▶ [WHAT NEEDS TO BE DONE]
Read the data, and whenever a line holds the word "wall", report that line.

Region pointing data:
• • • •

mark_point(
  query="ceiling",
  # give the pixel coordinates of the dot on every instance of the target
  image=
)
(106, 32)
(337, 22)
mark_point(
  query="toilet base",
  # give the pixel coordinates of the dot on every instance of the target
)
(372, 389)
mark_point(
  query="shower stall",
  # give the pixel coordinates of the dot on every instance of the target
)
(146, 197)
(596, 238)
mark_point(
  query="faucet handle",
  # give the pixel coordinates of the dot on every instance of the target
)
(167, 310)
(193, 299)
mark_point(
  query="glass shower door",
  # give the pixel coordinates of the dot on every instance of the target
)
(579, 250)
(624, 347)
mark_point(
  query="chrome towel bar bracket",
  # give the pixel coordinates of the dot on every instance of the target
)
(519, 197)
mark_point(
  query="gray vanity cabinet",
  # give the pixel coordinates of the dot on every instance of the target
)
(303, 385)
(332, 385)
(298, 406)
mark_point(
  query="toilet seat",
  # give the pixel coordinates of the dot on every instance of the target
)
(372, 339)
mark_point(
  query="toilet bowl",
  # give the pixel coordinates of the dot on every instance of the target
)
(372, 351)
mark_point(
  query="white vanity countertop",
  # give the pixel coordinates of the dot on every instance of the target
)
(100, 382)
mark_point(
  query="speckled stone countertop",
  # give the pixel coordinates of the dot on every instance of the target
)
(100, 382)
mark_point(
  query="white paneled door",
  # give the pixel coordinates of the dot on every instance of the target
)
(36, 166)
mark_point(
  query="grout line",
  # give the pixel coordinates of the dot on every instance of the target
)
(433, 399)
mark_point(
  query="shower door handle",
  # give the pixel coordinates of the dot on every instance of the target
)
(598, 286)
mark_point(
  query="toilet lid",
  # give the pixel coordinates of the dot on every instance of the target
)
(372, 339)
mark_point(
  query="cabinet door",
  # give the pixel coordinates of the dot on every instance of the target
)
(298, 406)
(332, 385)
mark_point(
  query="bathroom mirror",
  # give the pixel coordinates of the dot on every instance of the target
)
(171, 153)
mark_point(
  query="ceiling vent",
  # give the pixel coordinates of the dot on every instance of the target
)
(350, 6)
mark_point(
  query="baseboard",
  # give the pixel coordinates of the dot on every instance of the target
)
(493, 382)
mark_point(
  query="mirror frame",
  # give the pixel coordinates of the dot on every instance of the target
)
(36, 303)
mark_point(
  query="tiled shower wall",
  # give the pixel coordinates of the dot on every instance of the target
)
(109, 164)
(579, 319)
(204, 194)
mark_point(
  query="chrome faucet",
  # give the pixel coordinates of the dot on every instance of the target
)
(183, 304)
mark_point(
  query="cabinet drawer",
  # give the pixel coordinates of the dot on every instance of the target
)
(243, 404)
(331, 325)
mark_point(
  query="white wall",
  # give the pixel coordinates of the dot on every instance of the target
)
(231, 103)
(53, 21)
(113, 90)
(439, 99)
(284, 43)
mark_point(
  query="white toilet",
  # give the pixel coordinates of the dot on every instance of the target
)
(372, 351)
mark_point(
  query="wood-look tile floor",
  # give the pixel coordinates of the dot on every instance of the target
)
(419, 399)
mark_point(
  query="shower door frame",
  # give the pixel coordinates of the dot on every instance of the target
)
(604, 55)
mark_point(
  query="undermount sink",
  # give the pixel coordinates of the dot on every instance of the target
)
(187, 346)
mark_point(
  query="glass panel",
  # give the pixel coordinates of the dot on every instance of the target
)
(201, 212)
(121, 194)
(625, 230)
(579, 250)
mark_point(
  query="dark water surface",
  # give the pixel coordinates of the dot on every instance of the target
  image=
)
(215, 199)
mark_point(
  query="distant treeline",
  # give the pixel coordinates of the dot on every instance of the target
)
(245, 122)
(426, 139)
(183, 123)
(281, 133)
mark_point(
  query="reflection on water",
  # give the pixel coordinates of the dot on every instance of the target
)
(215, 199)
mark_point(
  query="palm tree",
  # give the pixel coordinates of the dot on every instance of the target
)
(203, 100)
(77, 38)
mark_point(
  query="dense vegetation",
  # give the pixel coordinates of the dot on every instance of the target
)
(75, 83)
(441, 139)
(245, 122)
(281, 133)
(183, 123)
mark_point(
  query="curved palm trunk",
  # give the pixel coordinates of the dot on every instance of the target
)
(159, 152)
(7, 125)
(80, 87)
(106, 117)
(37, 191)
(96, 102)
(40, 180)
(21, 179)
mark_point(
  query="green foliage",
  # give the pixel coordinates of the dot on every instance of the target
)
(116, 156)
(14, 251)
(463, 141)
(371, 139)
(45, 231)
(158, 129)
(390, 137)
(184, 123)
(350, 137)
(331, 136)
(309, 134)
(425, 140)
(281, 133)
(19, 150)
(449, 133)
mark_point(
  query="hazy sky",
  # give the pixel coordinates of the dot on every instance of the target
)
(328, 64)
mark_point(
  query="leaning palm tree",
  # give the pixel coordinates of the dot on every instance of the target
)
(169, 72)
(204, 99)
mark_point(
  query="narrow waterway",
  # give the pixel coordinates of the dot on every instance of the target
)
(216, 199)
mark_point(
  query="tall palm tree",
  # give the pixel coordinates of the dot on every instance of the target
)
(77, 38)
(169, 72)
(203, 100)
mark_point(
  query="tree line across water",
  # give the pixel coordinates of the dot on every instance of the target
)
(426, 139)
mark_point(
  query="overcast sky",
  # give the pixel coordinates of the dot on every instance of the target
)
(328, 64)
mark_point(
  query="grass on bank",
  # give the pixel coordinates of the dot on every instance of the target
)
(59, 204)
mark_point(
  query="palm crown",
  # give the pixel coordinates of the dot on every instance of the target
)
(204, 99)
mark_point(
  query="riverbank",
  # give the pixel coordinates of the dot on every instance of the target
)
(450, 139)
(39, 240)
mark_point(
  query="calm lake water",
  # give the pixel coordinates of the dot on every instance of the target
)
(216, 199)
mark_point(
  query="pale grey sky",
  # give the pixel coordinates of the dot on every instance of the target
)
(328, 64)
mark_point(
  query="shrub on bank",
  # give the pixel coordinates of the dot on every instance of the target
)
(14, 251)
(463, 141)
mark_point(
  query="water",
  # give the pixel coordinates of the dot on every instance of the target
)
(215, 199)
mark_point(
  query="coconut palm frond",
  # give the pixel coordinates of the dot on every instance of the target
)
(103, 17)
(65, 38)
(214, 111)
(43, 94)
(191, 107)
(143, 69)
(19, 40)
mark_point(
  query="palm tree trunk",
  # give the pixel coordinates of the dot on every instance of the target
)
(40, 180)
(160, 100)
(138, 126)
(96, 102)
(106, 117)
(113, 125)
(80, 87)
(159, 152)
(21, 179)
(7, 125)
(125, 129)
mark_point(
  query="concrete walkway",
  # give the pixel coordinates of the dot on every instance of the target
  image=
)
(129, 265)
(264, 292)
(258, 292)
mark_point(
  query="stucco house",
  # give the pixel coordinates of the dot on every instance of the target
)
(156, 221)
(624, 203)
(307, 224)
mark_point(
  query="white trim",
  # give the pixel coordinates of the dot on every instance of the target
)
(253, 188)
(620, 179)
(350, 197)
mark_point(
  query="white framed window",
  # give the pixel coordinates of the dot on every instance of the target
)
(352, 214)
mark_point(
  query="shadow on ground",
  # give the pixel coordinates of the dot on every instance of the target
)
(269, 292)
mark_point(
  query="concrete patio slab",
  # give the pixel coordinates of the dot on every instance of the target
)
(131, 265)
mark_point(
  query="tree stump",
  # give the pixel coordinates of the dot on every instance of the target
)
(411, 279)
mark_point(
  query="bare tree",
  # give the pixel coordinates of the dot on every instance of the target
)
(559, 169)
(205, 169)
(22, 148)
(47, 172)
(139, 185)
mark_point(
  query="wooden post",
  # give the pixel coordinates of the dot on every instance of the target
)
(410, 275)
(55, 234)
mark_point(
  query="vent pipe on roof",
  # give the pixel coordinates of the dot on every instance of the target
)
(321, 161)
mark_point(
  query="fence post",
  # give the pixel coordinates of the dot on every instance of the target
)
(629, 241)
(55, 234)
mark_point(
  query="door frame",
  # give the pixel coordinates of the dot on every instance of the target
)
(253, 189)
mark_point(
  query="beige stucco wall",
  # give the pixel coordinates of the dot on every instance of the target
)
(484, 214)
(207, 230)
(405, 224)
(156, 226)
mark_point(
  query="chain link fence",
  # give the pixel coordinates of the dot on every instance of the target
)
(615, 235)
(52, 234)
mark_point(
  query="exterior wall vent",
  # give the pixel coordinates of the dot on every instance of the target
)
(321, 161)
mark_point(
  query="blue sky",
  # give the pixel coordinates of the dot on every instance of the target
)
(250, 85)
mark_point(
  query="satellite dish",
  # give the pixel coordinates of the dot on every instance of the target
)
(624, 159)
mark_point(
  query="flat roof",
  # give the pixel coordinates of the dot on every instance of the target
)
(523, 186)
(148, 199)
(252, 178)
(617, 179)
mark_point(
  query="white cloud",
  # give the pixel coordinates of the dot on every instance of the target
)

• • • •

▶ [SOLUTION]
  query="tiled shower wall",
  query="white wall",
  query="beige stucco wall",
  query="exterior wall vent",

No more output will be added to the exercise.